◆ **Work to do**
Swap "SHOULD" for "MUST" in each of the rows below, and reproduce the rows with everything else unchanged.

Object pointing dataset rows:
=-=-=

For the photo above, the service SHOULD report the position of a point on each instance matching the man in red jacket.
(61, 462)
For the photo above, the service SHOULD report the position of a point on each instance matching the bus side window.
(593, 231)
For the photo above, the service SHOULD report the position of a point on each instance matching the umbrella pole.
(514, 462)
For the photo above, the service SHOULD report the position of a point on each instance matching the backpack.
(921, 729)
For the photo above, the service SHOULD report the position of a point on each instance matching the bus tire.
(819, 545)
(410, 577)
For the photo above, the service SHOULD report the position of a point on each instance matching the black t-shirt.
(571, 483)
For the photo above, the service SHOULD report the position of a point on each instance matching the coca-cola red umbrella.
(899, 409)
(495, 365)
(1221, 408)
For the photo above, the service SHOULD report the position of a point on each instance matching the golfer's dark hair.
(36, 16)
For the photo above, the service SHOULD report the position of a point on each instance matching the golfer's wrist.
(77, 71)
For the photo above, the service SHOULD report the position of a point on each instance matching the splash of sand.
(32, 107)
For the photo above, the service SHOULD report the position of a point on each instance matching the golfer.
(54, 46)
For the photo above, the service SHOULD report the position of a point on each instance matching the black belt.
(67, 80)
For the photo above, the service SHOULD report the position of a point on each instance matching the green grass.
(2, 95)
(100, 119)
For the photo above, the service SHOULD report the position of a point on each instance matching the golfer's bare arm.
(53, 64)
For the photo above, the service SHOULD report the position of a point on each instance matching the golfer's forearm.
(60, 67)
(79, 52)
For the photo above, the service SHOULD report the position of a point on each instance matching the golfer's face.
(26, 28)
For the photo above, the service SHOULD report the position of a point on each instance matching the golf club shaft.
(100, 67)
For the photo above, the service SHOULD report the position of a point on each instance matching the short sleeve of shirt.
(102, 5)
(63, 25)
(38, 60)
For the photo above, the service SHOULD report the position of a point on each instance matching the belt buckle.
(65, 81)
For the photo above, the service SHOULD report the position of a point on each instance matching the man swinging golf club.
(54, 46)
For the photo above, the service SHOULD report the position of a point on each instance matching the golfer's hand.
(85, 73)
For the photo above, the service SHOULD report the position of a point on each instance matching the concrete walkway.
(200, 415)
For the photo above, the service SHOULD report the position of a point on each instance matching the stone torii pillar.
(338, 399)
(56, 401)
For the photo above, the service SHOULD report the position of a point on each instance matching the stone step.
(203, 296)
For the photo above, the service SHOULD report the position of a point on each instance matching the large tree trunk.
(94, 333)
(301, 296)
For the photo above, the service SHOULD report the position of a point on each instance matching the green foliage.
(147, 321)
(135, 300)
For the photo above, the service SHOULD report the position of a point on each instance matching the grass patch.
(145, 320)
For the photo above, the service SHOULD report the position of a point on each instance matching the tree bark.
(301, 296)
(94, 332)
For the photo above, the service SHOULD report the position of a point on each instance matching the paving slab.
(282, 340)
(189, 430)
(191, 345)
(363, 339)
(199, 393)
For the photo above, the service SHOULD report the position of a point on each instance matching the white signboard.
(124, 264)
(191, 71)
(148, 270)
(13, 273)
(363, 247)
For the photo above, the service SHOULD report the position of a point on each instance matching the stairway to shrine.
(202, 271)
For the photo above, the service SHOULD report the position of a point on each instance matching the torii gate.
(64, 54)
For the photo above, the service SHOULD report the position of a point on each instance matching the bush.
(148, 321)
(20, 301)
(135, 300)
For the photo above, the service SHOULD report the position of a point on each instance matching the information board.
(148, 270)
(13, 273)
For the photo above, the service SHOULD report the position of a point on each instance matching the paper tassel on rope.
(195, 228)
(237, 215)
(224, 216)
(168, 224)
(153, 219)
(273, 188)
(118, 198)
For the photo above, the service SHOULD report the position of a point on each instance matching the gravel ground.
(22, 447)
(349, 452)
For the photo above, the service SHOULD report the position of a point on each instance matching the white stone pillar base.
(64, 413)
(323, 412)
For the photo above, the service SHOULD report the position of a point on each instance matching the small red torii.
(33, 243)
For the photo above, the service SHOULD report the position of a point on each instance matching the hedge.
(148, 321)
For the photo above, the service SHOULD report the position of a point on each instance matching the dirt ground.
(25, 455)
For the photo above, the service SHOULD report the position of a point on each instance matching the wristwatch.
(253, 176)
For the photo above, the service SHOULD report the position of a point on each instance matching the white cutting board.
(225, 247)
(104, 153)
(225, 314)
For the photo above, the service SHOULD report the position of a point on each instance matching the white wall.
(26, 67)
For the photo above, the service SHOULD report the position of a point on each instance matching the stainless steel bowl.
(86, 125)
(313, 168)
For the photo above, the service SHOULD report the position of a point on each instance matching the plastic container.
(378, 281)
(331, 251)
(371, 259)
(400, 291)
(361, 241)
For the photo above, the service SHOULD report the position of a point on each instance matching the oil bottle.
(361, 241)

=-=-=

◆ **In response**
For the photo above, the service MUST report the position of a point on each instance matching the man in red jacket.
(61, 462)
For the photo above, the service MUST report the position of a point on each instance matching the bus side window.
(593, 231)
For the photo above, the service MUST report the position of a point on each instance matching the umbrella pole.
(514, 462)
For the photo above, the service MUST report the position of a point on each instance matching the backpack.
(921, 729)
For the photo above, the service MUST report the position of a point on each instance matching the bus tire.
(819, 545)
(410, 577)
For the photo above, the service MUST report the position of a point on each instance matching the black t-shirt.
(571, 483)
For the photo above, the service MUST report the position of a point on each instance matching the coca-cola red umbrella.
(899, 409)
(495, 365)
(1221, 408)
For the photo above, the service MUST report the position of a point on each instance matching the golfer's dark hair.
(36, 16)
For the photo above, the service MUST report the position of a point on each instance matching the golfer's wrist.
(77, 71)
For the photo above, the service MUST report the position of a point on each instance matching the splash of sand.
(32, 107)
For the photo above, the service MUST report the position of a point on each instance matching the golfer.
(54, 46)
For the photo above, the service MUST report the position of a point on each instance matching the black belt.
(67, 80)
For the photo above, the service MUST report the position of a point on each instance matching the green grass.
(2, 95)
(100, 119)
For the photo above, the service MUST report the position of a point on each instance matching the golfer's bare arm.
(53, 64)
For the photo above, the service MUST report the position of a point on each instance matching the golfer's forearm.
(60, 67)
(79, 52)
For the photo above, the service MUST report the position of a point on each instance matching the golfer's face.
(26, 28)
For the photo above, the service MUST report the position of a point on each instance matching the golf club shaft.
(100, 67)
For the photo above, the service MUST report the position of a point on each instance matching the short sleeve of shirt.
(102, 5)
(63, 25)
(38, 60)
For the photo above, the service MUST report the position of a point on each instance matching the belt buckle.
(65, 81)
For the photo above, the service MUST report the position of a point on each instance matching the man swinging golf club.
(54, 46)
For the photo above, the service MUST report the position of a point on each instance matching the golfer's hand.
(85, 73)
For the photo above, the service MUST report the position of a point on each instance matching the concrete walkway.
(200, 415)
For the photo above, the service MUST report the position of a point on each instance matching the stone torii pillar.
(338, 399)
(56, 401)
For the photo above, the service MUST report the position of a point on each instance matching the stone step.
(203, 296)
For the photo above, the service MUST report the position of a point on each instance matching the large tree trunk.
(94, 333)
(301, 296)
For the photo above, the service MUST report the position of a point on each instance matching the green foliage.
(147, 321)
(135, 300)
For the photo above, the service MUST report the position of a point on each instance matching the grass patch.
(145, 320)
For the photo above, the service MUST report the position of a point on each instance matching the tree bark.
(301, 296)
(94, 332)
For the photo above, the service MUST report the position of a point on each instance matching the paving slab.
(282, 340)
(189, 430)
(191, 345)
(363, 339)
(199, 393)
For the photo above, the service MUST report the position of a point on each instance matching the white signboard.
(124, 264)
(191, 71)
(148, 270)
(13, 273)
(363, 247)
For the photo above, the service MUST report the position of a point on each instance matching the stairway to shrine.
(202, 271)
For the photo above, the service MUST report the position of a point on each instance matching the torii gate.
(64, 54)
For the photo above, the service MUST report the position of a point on each instance matching the bush.
(148, 321)
(20, 301)
(135, 300)
For the photo above, the service MUST report the position of a point on each instance matching the information board.
(148, 270)
(13, 273)
For the photo above, the service MUST report the position of a point on each instance matching the paper tassel on rope.
(195, 228)
(237, 215)
(224, 216)
(168, 224)
(153, 219)
(273, 188)
(118, 198)
For the photo above, the service MUST report the position of a point on each instance matching the gravel ground.
(22, 447)
(349, 452)
For the photo above, the service MUST report the position of a point on each instance matching the white stone pillar base.
(64, 413)
(323, 412)
For the photo above, the service MUST report the position of a point on each instance matching the small red torii.
(33, 243)
For the photo above, the service MUST report the position of a point on each instance matching the hedge.
(148, 321)
For the photo above, the service MUST report the position of a point on each instance matching the dirt ground.
(25, 455)
For the photo above, the service MUST report the position of a point on each instance matching the wristwatch.
(253, 176)
For the photo above, the service MUST report the position of a point on each instance matching the white cutting board.
(225, 247)
(104, 153)
(225, 314)
For the photo above, the service MUST report the position of a point on each instance matching the white wall.
(26, 67)
For the photo above, the service MUST report the position of a point on each instance matching the stainless steel bowl.
(86, 125)
(313, 168)
For the photo above, the service MUST report the position of a point on each instance matching the plastic container.
(378, 281)
(331, 251)
(371, 259)
(400, 291)
(361, 241)
For the photo above, the service MUST report the position of a point on each instance matching the oil bottle.
(361, 241)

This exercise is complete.